*Given data*.
- - - - -
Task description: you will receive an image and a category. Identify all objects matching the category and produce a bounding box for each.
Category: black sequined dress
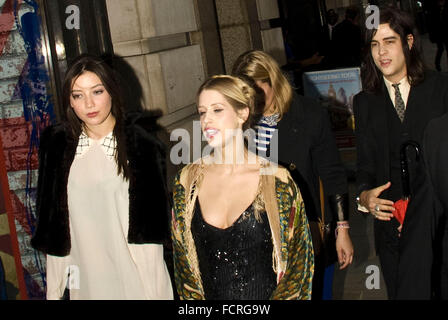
[191,199,277,300]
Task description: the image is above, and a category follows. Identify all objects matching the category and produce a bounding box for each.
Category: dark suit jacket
[276,93,347,223]
[395,112,448,299]
[423,113,448,213]
[354,71,448,298]
[424,114,448,296]
[354,71,448,199]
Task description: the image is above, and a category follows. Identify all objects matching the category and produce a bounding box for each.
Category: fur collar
[31,112,170,256]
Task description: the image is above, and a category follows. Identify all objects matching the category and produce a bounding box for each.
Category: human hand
[359,182,395,221]
[336,227,354,269]
[299,52,325,68]
[310,52,324,65]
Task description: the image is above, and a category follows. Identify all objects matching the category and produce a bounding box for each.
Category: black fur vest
[31,112,170,257]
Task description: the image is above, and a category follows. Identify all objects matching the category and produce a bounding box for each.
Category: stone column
[105,0,205,128]
[215,0,286,73]
[255,0,285,66]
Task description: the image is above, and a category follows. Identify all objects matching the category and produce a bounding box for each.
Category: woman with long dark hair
[31,54,173,300]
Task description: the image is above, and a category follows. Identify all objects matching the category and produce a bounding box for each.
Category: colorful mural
[0,0,55,299]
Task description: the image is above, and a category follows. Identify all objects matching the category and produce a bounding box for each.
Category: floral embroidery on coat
[171,165,314,300]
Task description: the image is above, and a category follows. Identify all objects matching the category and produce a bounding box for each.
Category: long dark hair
[62,54,129,179]
[362,7,425,93]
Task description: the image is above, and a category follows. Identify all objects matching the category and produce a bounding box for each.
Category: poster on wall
[302,67,362,149]
[0,0,55,299]
[0,144,25,300]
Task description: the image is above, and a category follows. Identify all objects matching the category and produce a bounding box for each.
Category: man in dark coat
[332,6,363,68]
[354,7,448,299]
[427,0,448,71]
[420,114,448,299]
[319,9,339,69]
[397,112,448,299]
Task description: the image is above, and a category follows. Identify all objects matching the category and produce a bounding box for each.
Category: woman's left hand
[336,228,354,269]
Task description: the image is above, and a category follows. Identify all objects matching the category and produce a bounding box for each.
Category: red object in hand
[393,199,409,225]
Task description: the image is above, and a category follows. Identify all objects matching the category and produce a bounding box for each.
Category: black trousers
[375,220,400,299]
[378,241,399,299]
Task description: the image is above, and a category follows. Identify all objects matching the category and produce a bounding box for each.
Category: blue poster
[303,68,362,148]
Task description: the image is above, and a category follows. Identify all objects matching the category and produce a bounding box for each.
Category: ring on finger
[375,204,380,212]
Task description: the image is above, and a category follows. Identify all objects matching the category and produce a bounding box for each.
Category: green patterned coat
[171,162,314,300]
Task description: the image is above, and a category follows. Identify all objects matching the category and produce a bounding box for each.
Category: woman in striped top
[232,50,353,300]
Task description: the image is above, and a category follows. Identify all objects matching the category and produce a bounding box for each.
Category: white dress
[46,132,173,300]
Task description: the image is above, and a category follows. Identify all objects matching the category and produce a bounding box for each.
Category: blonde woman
[171,75,314,300]
[232,50,353,299]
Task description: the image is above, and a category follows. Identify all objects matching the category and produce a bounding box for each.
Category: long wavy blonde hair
[231,50,293,119]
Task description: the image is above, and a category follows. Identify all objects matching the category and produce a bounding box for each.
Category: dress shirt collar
[383,75,411,107]
[76,130,117,160]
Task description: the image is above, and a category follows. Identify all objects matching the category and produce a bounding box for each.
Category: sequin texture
[191,200,277,300]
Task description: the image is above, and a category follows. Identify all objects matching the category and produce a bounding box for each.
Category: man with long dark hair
[353,7,448,299]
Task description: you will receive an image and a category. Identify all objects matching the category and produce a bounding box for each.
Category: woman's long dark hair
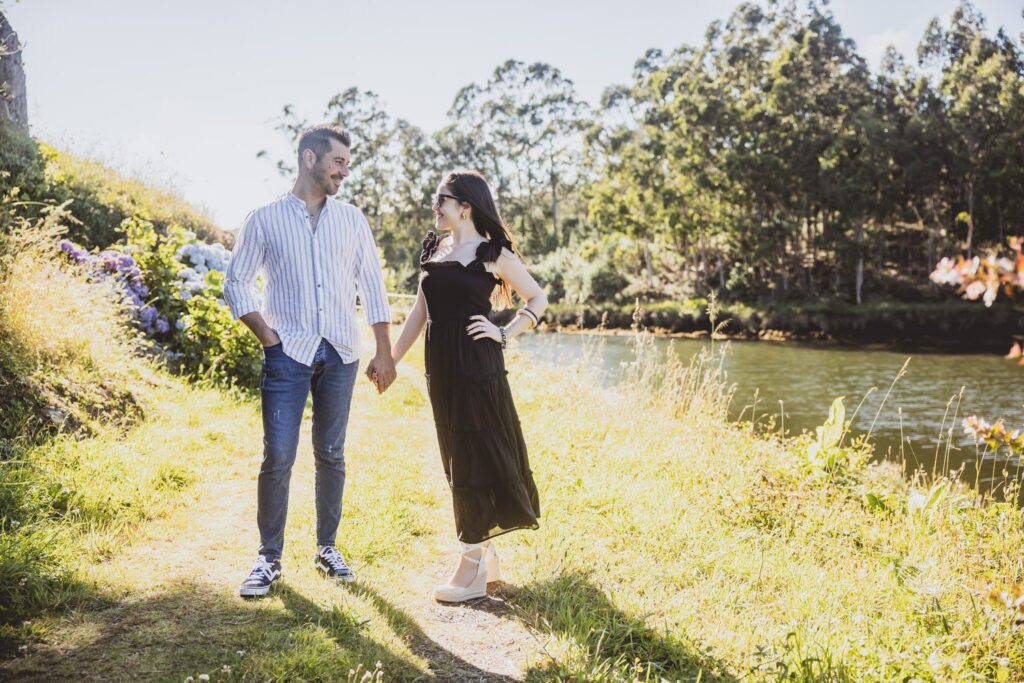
- - - - -
*Aim of the exercise*. Transcribe the records above exactly and drop every picture.

*Final answer*.
Task description: you will receive an image and a category. Identify all objects matching the category and produce a bounding box for each.
Category: black sequined dress
[191,199,277,300]
Task description: the image is above, and a category follows. Identify all objects matching the category and produce a bounding box for each.
Category: dark suit jacket
[276,93,347,223]
[395,112,448,299]
[423,113,448,213]
[354,71,448,298]
[424,114,448,296]
[354,71,448,199]
Task description: the image is above, and a category follows. Identify all objects matching the category and produce a bounding box for each.
Category: fur collar
[31,112,170,256]
Task description: the image is above, and a category follows. Identify all objects matching the category and produce a bounding box for each.
Category: human hand
[359,182,395,221]
[336,227,354,269]
[299,52,325,68]
[310,52,324,65]
Task description: the image is above, and a category follows. Identify all objects matching the category and produce a bounding box for each.
Category: black fur vest
[31,112,170,257]
Task description: the image is above, and a category follows. Identify all objects matching the category and produce a bounding box for each.
Category: stone column
[105,0,205,128]
[215,0,286,73]
[255,0,285,66]
Task description: the image is above, and a category follows. Identify all objects matching the category and produce a bounding box for each.
Category: woman with long dark hair
[31,54,173,300]
Task description: the image is above, and a category follows. Identify all objects matching the category and produce a bounding box for each.
Category: colorful mural
[0,0,55,299]
Task description: the image is above, and a category follows. Identify all objects matching the category and produce a bounding box for each.
Category: floral embroidery on coat
[171,165,314,300]
Task description: the image is above, and a category follows. Identify all objects matching the category and produce a bounding box for each.
Category: long dark hair
[62,54,129,179]
[362,7,425,93]
Task description: the image is above, and a category follows. Identify all objects matching the category and produce a bounding box for each.
Category: poster on wall
[302,67,362,149]
[0,0,55,299]
[0,144,25,300]
Task description: the image is above, and a category follows. Identify all objects matching the category and produce a bounding box for each.
Category: man in dark coat
[332,6,363,68]
[354,7,448,299]
[427,0,448,71]
[420,114,448,299]
[319,9,339,69]
[397,112,448,299]
Task description: the image is above, and a category follows. Identify all objects matching the category and produce a bounding box for each.
Category: woman's left hand
[336,228,354,269]
Task description: the image is above, and a category follows. Identify all objects matching the category and produce a bounding box for each.
Category: red object in hand
[393,199,409,225]
Task description: the image is above, and a category follows. Identify all objects matching the category and produce a bounding box for each.
Category: black trousers
[375,220,400,299]
[378,241,399,299]
Task description: the image is above, and a category follows. Identify all objects matching the category and produce a bounding box for each.
Category: blue poster
[303,68,362,148]
Task description: the image is above, and a category follows. Identify all objects matching the category and produce a bounding box for each.
Category: ring on finger
[375,204,380,212]
Task description: the image is above, and a category follows. Identify all objects matching the category and produce a bounding box for each.
Category: green patterned coat
[171,162,314,300]
Task description: the image is above, and a category follows. Identify all objects matching the category and produce a bounding box for each.
Category: woman in striped top
[232,50,353,300]
Task description: the image is above, and a category follows. Identify all objects matching the category and produce a bounding box for each.
Category: white dress
[46,132,173,300]
Task description: the image is above, and a category follows. Identify all objects matching the category and produce a bounding box for each.
Category: blonde woman
[171,75,314,300]
[232,50,353,299]
Task description: the image is above, and a category follows. Identify all objects matching the category and produce a bounding box for each.
Category: long wavy blonde hair
[231,50,293,119]
Task description: the image is above, and a category follows. Identify all objects matching the category and produce a bounding box for each.
Category: dress shirt collar
[383,75,411,107]
[76,130,117,160]
Task description: the image is above, and a category follows. Identify all objects matching the category and produce a bounding box for each.
Category: sequin texture
[191,200,277,300]
Task description: the image is above, and a category follows. Identify all objects matching the category and produce a bounding box for each.
Category: man with long dark hair
[353,7,448,299]
Task description: you will receive an image and a category. Identify all objects matching the category and produce a bounding box for each.
Category: woman's long dark hair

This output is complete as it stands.